> **Task directions**
Format the stretch of the material below, from its first line through the line containing "xmin=915 ymin=282 xmax=948 ymax=296", as a Markdown table with the columns Row and Line. Give each line its row number, and leave out blank lines.

> **Records provided**
============

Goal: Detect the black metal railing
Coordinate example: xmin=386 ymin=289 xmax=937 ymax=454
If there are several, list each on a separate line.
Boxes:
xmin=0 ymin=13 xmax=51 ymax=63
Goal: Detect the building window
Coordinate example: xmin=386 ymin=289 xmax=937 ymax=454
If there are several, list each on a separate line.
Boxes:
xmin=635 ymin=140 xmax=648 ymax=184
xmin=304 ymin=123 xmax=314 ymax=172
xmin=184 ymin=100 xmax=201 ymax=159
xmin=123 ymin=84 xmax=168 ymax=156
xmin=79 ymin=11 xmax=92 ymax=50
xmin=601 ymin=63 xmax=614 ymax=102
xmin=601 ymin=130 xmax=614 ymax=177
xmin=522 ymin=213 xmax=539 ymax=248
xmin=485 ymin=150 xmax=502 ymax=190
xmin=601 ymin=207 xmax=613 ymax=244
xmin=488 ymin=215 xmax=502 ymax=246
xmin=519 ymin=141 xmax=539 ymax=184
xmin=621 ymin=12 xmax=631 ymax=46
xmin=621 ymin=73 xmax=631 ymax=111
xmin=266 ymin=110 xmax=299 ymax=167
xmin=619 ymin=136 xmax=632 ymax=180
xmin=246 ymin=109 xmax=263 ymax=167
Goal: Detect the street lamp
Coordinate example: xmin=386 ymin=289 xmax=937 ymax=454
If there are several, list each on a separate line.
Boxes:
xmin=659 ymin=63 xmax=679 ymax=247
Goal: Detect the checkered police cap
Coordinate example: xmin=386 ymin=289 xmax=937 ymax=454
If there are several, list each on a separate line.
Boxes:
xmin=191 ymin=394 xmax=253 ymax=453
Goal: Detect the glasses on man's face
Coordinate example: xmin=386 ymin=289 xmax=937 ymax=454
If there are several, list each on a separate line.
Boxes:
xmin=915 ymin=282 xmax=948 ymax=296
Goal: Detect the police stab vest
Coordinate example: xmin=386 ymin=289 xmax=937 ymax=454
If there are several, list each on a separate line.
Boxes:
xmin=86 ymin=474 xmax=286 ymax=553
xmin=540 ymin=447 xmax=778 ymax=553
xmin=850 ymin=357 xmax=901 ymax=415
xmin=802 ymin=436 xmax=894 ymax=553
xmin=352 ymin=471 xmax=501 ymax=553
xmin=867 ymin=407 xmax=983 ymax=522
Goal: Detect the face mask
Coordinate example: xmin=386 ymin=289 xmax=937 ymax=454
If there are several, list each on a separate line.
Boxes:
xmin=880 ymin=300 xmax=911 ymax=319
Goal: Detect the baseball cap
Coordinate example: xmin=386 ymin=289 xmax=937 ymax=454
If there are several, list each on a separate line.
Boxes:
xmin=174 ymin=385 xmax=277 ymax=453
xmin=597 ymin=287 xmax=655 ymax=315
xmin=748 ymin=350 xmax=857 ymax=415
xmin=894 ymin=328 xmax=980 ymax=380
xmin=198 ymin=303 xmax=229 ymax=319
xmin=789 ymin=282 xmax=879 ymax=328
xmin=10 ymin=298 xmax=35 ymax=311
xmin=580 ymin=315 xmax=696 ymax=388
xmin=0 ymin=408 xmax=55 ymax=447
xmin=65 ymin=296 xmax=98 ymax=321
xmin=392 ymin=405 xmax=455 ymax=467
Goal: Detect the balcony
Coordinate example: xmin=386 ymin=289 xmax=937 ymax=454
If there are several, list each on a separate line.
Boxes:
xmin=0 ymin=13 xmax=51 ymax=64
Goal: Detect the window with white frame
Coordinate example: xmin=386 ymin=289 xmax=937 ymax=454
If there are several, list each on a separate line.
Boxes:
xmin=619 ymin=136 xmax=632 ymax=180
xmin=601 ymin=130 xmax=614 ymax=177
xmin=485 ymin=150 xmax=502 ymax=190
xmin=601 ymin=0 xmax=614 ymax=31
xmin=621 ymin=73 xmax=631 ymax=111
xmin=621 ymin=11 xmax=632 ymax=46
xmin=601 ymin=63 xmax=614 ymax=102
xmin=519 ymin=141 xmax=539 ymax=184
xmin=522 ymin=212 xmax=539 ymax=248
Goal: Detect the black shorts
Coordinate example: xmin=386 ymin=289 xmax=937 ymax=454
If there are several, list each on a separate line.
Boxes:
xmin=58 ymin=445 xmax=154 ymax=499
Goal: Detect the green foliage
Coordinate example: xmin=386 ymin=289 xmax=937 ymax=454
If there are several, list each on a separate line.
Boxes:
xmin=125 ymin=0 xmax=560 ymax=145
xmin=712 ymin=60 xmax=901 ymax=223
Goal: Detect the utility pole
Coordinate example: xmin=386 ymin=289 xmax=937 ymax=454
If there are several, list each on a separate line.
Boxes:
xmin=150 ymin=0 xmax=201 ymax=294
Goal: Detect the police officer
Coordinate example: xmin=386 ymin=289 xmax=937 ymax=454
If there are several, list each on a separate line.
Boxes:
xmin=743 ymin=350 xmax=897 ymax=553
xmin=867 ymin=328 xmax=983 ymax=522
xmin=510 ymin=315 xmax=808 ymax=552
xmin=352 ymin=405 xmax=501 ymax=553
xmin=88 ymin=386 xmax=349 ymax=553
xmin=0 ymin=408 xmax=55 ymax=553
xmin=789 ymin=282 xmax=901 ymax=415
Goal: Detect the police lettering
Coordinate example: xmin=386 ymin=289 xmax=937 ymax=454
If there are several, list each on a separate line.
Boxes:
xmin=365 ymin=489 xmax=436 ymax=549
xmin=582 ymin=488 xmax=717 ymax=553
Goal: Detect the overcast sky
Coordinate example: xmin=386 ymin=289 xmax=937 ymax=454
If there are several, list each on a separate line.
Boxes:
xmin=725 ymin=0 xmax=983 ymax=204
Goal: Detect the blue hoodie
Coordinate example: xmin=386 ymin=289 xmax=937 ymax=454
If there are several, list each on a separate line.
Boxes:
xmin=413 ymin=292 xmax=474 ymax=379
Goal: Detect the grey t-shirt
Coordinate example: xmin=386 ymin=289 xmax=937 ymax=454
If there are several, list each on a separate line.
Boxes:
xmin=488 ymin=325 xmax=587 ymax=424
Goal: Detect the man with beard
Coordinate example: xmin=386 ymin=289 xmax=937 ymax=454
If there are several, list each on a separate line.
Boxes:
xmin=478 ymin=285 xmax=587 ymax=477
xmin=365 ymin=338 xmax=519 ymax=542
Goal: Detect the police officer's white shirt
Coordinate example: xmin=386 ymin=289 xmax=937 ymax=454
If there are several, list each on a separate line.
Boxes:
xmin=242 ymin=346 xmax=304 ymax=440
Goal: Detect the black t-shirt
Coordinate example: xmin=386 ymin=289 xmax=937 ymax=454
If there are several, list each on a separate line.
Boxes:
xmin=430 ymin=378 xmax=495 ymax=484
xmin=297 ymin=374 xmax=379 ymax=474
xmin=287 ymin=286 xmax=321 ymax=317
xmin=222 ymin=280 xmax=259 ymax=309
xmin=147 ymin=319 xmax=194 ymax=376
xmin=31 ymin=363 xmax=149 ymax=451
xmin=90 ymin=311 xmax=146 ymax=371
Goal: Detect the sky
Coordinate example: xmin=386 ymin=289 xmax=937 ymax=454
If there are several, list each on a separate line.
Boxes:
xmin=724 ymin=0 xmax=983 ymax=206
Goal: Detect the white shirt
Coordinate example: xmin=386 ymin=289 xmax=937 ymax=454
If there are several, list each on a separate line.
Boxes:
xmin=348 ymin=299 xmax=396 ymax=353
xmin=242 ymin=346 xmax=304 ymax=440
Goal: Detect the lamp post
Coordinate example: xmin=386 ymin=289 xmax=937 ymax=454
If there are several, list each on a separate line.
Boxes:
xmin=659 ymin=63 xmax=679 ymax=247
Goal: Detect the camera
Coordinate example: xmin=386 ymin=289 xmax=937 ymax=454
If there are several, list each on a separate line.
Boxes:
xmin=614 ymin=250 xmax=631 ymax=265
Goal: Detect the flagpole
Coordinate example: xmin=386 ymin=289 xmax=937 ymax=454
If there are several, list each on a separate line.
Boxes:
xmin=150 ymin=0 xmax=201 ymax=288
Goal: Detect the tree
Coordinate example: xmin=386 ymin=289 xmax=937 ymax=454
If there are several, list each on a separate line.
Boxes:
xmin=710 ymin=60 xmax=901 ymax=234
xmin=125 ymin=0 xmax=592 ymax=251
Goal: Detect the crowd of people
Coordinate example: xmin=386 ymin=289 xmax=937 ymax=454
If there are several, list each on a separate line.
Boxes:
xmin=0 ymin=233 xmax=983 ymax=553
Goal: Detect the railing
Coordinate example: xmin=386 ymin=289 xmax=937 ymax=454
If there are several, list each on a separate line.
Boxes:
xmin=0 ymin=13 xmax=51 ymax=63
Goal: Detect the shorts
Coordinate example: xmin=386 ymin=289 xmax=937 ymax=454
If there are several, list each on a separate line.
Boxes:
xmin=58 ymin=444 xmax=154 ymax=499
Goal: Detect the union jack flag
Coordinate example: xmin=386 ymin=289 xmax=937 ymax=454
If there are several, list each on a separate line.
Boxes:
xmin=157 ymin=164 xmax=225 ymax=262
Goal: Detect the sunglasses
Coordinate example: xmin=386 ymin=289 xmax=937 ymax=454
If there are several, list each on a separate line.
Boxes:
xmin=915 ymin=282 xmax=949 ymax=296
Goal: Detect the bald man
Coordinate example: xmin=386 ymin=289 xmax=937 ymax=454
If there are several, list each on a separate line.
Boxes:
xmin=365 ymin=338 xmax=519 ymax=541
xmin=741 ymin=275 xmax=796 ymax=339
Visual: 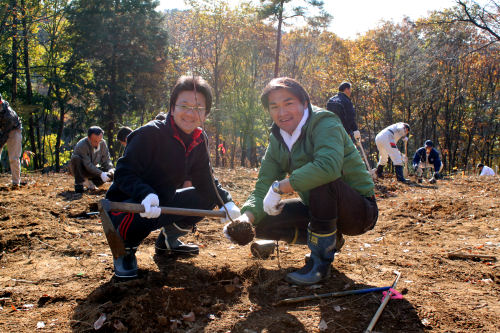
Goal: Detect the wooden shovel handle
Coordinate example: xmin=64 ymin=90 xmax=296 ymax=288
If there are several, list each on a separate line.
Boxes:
xmin=103 ymin=200 xmax=226 ymax=217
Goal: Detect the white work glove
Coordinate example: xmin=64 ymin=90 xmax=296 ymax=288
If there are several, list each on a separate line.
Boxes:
xmin=101 ymin=172 xmax=111 ymax=183
xmin=219 ymin=201 xmax=241 ymax=223
xmin=139 ymin=193 xmax=161 ymax=219
xmin=264 ymin=186 xmax=283 ymax=216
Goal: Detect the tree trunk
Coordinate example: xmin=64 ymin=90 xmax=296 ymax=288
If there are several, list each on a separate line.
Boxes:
xmin=21 ymin=0 xmax=41 ymax=169
xmin=274 ymin=0 xmax=284 ymax=77
xmin=10 ymin=0 xmax=19 ymax=104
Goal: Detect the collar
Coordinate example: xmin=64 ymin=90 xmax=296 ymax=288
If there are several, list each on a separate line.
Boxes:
xmin=280 ymin=108 xmax=309 ymax=151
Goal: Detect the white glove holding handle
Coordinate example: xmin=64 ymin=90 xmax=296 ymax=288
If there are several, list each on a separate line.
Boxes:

============

> **Correct response**
| Row | Line |
|---|---|
| 1 | Goal: Detect the black metal railing |
| 2 | Coordinate example: xmin=386 ymin=289 xmax=937 ymax=454 |
| 3 | If there are several, list each on a separate line. |
| 4 | Boxes: |
| 5 | xmin=0 ymin=13 xmax=51 ymax=63 |
| 6 | Goal: Detect the building window |
| 7 | Coordinate example: xmin=386 ymin=289 xmax=937 ymax=454 |
| 8 | If there are several, list each on a separate line. |
| 9 | Boxes: |
| 10 | xmin=635 ymin=140 xmax=648 ymax=184 |
| 11 | xmin=304 ymin=123 xmax=314 ymax=172 |
| 12 | xmin=184 ymin=100 xmax=201 ymax=159 |
| 13 | xmin=123 ymin=84 xmax=168 ymax=156 |
| 14 | xmin=79 ymin=11 xmax=92 ymax=50 |
| 15 | xmin=601 ymin=63 xmax=614 ymax=102 |
| 16 | xmin=601 ymin=130 xmax=614 ymax=177 |
| 17 | xmin=522 ymin=213 xmax=539 ymax=248 |
| 18 | xmin=485 ymin=150 xmax=502 ymax=190 |
| 19 | xmin=601 ymin=207 xmax=613 ymax=244 |
| 20 | xmin=488 ymin=215 xmax=502 ymax=246 |
| 21 | xmin=519 ymin=141 xmax=539 ymax=184 |
| 22 | xmin=621 ymin=12 xmax=631 ymax=46 |
| 23 | xmin=621 ymin=73 xmax=631 ymax=111 |
| 24 | xmin=266 ymin=110 xmax=299 ymax=167 |
| 25 | xmin=619 ymin=136 xmax=632 ymax=180 |
| 26 | xmin=246 ymin=109 xmax=263 ymax=167 |
| 27 | Goal: Detect the street lamp |
| 28 | Coordinate example: xmin=386 ymin=289 xmax=937 ymax=454 |
| 29 | If there are several, list each on a separate line. |
| 30 | Boxes: |
| 31 | xmin=659 ymin=63 xmax=679 ymax=247 |
| 32 | Goal: Detect the checkered police cap |
| 33 | Coordinate example: xmin=386 ymin=289 xmax=937 ymax=454 |
| 34 | If there are several, list each on a separate line. |
| 35 | Boxes: |
| 36 | xmin=191 ymin=394 xmax=253 ymax=453 |
| 37 | Goal: Detect the glasses on man's face |
| 38 | Coordinate example: xmin=386 ymin=289 xmax=937 ymax=454 |
| 39 | If there are several, list each on a separate line. |
| 40 | Boxes: |
| 41 | xmin=915 ymin=282 xmax=948 ymax=296 |